----- Task material -----

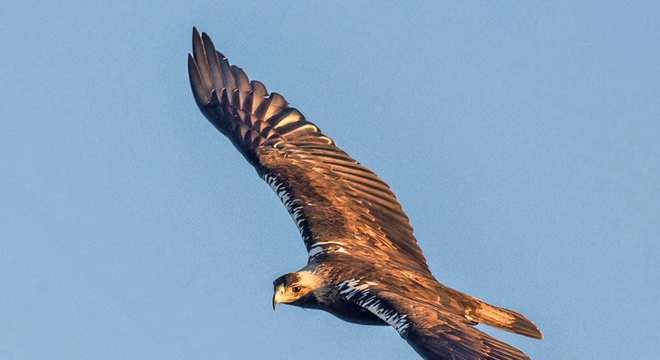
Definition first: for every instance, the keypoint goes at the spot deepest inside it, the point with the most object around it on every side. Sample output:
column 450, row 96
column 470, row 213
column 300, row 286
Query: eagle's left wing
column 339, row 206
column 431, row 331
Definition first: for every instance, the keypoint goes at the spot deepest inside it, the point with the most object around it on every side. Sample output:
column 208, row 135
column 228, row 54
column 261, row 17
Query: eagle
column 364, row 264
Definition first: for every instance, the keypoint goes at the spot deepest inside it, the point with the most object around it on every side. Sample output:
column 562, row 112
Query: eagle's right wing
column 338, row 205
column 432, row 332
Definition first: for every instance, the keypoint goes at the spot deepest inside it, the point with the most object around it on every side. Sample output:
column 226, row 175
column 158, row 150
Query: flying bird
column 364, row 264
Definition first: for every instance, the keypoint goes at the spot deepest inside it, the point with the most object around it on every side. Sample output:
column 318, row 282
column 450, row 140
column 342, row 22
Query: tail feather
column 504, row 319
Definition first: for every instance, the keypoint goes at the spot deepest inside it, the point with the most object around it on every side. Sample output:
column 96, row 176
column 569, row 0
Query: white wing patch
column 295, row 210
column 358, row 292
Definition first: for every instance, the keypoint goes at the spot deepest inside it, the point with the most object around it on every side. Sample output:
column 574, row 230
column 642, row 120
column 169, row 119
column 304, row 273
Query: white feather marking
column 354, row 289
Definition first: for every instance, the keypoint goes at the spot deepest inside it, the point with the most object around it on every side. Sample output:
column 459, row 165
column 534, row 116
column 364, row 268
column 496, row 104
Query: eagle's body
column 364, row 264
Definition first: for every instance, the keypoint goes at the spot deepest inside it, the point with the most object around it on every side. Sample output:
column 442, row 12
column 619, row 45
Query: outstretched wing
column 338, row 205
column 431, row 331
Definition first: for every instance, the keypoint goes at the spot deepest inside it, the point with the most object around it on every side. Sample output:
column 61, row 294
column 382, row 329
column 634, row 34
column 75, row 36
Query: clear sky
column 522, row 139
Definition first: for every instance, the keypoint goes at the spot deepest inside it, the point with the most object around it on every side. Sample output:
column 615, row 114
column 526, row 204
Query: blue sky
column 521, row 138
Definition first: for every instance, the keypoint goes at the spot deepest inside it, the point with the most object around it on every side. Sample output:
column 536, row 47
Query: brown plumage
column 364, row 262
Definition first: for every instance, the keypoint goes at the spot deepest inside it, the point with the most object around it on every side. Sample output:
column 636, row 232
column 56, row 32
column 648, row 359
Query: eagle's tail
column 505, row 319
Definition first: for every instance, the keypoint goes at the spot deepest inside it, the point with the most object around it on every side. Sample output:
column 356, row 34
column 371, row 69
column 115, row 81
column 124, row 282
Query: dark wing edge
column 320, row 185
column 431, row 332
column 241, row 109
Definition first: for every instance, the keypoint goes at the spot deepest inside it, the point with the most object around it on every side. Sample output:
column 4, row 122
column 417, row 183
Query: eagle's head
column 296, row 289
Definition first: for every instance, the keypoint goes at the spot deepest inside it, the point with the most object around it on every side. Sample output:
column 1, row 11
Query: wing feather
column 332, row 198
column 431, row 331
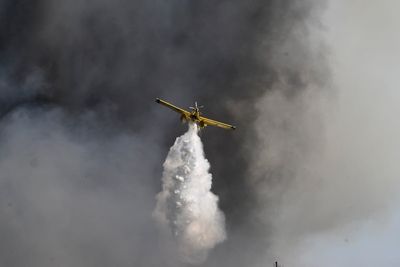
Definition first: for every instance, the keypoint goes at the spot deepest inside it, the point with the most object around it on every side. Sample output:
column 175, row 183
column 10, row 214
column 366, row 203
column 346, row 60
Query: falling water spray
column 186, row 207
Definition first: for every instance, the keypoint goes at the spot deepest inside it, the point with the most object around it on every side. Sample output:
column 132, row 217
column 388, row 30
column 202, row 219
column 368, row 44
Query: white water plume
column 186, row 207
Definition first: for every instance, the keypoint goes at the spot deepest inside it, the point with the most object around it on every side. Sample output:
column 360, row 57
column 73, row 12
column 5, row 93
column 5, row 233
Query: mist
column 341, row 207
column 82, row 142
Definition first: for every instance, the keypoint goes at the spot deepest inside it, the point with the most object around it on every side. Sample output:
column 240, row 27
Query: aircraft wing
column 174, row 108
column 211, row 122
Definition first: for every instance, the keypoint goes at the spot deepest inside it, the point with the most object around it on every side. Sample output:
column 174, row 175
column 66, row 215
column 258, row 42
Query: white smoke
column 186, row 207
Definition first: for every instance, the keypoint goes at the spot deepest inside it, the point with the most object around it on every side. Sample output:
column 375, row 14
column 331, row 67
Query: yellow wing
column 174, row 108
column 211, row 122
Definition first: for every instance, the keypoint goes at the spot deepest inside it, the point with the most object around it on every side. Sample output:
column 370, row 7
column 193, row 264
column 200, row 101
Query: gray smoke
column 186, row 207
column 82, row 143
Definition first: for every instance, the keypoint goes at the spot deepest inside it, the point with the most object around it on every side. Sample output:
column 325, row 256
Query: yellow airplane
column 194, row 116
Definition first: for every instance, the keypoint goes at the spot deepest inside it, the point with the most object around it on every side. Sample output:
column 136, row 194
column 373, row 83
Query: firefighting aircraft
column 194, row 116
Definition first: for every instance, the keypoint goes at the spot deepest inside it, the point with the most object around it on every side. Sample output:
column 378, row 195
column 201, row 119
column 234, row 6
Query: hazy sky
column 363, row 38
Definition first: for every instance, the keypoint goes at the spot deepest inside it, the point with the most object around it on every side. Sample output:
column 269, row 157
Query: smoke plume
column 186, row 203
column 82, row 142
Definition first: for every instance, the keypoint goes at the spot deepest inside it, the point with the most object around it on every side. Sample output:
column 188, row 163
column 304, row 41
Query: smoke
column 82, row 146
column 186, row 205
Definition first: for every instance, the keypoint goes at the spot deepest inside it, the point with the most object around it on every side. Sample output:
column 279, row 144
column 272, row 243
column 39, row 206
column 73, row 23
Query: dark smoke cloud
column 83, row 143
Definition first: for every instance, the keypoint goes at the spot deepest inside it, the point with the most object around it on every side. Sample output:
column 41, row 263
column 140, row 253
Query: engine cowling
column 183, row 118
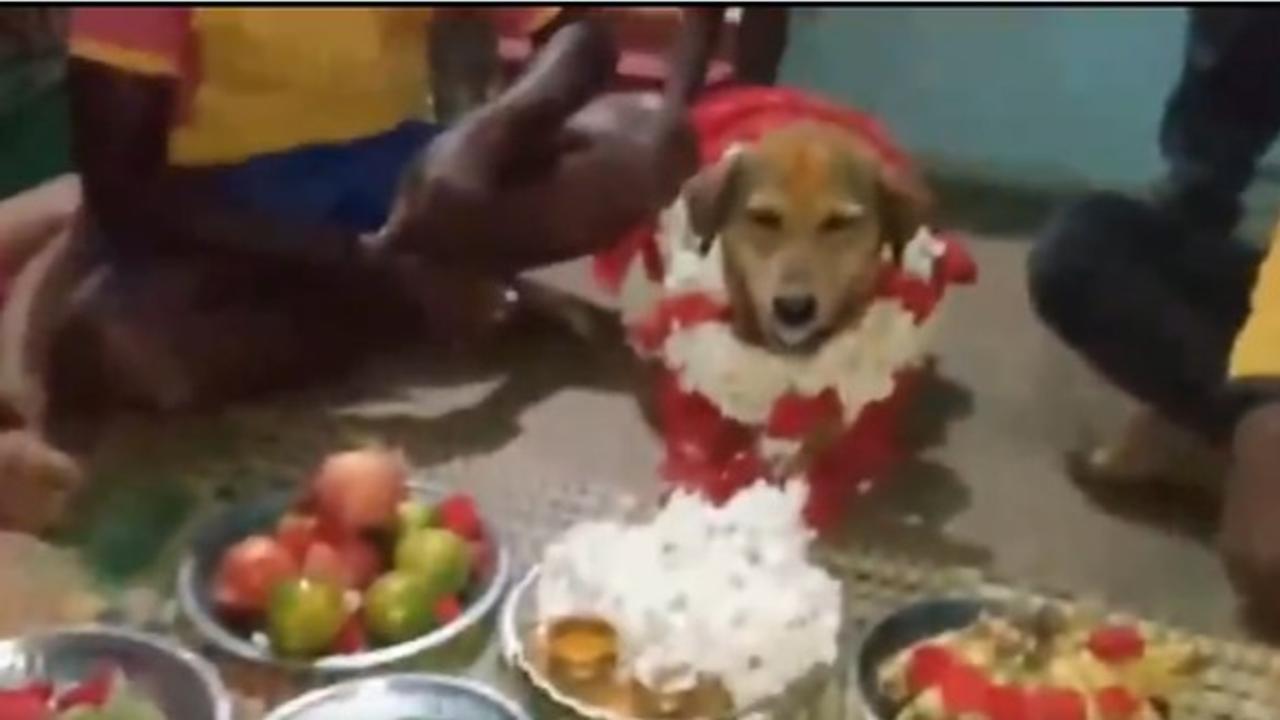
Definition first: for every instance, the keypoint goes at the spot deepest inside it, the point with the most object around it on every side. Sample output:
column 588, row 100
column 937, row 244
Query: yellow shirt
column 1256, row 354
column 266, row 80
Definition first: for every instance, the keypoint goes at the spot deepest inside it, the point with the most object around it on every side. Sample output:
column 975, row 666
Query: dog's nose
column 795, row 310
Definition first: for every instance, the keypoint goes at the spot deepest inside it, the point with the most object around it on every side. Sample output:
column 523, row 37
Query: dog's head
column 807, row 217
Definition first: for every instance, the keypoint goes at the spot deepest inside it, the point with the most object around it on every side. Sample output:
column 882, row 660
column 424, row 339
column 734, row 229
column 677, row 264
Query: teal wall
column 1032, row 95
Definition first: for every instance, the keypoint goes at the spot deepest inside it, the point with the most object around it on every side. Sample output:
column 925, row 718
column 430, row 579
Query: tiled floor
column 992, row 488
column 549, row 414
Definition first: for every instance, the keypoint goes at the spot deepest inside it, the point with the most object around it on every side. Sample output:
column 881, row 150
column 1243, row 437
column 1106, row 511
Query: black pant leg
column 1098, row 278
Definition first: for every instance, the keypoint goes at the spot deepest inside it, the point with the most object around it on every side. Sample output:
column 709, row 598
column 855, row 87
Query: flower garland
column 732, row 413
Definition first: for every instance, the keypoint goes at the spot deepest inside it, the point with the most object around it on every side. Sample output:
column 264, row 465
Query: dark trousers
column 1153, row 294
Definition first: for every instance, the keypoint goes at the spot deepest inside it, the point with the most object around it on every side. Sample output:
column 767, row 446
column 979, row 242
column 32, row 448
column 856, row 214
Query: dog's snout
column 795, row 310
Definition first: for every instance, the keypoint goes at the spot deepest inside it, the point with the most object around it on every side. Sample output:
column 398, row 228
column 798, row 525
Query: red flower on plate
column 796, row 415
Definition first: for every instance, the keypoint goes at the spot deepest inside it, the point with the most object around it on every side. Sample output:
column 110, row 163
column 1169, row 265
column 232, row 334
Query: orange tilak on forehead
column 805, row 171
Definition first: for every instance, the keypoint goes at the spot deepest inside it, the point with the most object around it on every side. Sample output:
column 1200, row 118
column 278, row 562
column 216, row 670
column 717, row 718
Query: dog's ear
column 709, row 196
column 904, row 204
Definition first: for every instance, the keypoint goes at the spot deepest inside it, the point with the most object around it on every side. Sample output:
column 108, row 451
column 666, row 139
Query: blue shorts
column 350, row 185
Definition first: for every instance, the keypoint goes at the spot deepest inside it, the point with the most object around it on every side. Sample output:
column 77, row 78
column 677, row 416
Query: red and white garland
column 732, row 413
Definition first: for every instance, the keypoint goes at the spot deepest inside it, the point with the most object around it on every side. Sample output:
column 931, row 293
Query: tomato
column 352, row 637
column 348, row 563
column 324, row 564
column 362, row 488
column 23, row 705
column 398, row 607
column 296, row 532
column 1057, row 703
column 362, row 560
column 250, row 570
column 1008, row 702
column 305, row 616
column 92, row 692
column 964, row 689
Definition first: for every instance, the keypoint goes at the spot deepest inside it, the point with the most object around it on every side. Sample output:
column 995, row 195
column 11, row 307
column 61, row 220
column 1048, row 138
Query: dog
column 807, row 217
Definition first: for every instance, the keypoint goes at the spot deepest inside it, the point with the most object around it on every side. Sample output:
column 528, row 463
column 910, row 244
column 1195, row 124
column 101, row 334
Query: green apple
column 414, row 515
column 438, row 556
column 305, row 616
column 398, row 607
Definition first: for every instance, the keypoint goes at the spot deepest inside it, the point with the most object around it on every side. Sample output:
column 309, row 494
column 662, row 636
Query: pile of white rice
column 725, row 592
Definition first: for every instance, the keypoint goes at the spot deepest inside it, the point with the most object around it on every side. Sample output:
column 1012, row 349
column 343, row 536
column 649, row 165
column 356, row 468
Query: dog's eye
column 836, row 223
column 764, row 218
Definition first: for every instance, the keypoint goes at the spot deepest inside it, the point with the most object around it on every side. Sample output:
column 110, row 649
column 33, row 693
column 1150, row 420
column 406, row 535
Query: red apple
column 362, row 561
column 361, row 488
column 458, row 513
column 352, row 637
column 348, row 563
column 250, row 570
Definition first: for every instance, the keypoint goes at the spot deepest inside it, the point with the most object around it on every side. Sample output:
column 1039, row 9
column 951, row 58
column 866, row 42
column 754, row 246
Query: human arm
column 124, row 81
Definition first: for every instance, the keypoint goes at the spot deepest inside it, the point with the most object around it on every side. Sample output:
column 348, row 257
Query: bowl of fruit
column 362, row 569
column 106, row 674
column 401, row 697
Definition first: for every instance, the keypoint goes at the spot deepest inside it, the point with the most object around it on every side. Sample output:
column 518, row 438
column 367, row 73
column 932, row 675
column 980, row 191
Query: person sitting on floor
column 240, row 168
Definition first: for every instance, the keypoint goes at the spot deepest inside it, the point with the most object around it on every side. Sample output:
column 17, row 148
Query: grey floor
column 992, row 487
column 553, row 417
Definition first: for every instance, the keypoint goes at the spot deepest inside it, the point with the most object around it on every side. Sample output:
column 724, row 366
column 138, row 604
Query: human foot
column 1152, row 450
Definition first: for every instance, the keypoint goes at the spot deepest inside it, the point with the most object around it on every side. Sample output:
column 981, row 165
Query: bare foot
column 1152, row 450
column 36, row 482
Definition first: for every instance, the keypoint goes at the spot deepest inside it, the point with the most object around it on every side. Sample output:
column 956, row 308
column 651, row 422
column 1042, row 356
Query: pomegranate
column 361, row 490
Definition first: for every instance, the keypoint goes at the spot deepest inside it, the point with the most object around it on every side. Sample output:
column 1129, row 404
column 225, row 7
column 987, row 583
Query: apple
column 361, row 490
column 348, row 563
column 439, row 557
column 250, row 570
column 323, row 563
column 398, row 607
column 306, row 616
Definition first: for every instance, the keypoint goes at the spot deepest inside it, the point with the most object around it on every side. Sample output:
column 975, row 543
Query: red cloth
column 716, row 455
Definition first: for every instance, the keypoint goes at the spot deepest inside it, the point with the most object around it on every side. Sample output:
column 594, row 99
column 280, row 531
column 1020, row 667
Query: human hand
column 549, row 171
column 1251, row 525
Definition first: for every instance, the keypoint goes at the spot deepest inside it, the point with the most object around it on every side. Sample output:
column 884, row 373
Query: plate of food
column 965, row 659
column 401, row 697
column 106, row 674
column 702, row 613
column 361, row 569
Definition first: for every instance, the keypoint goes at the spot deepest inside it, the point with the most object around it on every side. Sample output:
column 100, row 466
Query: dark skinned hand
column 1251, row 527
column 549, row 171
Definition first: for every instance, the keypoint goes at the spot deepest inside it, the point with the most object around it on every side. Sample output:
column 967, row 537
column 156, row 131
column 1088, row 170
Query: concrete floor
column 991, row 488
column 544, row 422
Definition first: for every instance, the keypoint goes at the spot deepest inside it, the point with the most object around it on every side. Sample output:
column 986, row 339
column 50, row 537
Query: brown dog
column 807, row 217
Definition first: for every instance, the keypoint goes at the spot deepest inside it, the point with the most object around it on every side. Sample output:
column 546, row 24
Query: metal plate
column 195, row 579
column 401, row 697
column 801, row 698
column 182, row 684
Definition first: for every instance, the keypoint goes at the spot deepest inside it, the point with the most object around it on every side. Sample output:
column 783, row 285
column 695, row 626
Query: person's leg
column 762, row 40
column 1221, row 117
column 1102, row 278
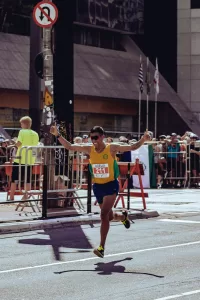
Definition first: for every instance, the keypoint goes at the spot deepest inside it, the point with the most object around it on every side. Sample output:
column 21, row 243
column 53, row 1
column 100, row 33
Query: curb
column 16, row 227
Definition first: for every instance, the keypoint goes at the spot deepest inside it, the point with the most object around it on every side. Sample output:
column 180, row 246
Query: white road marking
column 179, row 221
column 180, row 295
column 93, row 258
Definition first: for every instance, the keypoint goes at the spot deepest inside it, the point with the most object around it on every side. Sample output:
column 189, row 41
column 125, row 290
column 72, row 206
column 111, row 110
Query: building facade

-----

List each line in the listing above that contains the word "white".

Query: white wing patch
Query: white feather marking
Query: white water plume
Query: white smoke
Query: red and white garland
Query: pile of white rice
Query: white road marking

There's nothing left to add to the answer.